Excerpt to read
####################

Thanks for all of your info, links and stories.  I was just scratching  
the surface of this last week and you've pointed me in a direction to  
find out more.  Based on the little that I've seen it looks like  
Seaside is very capable of scaling.  Now its time to read some more  
and come back with more questions.

Thanks again for responding to this request.  I can definitely say I  
have not received the same responsiveness from other frameworks!

Rich
On Aug 18, 2008, at 12:55 PM, James Foster wrote:

> Hi Rich,
>
> Welcome to Seaside.
>
> If you are looking at 100K sessions per month, that seems to be 2-3  
> per minute (am I doing the math properly?). I believe that most  
> Seaside implementations would easily handle 2-3 pages per second!
>
> You mentioned GemStone/S (disclaimer: I work for GemStone), and we  
> have done some performance testing using various platforms. See  
> Dale's blog at http://gemstonesoup.wordpress.com/2007/10/19/scaling-seaside-with-gemstones/ 
>  for an analysis done many months ago. The general message is that  
> with a single CPU and 1 GB of RAM for a cache, you can look at a  
> steady state of a million pages per day (~12/second). If you need to  
> scale further, then you need to pay for hardware and software  
> licenses. Getting to 100 pages per second is quite doable; getting  
> to 1000 pages per second would require some higher-end hardware.

####################

[Stored data]
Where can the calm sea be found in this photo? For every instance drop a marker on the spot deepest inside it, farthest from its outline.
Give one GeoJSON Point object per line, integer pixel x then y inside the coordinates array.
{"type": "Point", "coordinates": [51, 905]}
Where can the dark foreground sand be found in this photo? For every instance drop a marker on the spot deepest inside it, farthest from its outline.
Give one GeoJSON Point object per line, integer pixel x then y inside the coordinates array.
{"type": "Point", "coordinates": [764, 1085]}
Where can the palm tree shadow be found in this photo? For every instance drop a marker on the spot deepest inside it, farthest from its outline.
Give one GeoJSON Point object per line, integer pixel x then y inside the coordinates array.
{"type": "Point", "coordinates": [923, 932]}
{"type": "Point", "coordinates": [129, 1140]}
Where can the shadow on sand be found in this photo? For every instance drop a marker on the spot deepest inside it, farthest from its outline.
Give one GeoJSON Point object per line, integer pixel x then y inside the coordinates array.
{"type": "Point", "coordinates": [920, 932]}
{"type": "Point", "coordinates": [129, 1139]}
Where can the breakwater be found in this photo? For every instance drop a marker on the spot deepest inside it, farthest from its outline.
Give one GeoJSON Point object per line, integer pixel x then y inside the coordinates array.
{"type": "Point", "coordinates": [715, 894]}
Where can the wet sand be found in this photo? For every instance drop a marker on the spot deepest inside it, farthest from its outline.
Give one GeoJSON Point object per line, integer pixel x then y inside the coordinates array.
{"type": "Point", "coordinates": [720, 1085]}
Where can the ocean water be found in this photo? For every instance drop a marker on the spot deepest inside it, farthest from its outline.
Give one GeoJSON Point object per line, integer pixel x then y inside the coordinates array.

####################

Stated exercise
In the email about Seaside, what steady state can a single CPU with 1 GB of RAM for a cache reach?

Final answer
About a million pages per day, roughly 12 per second.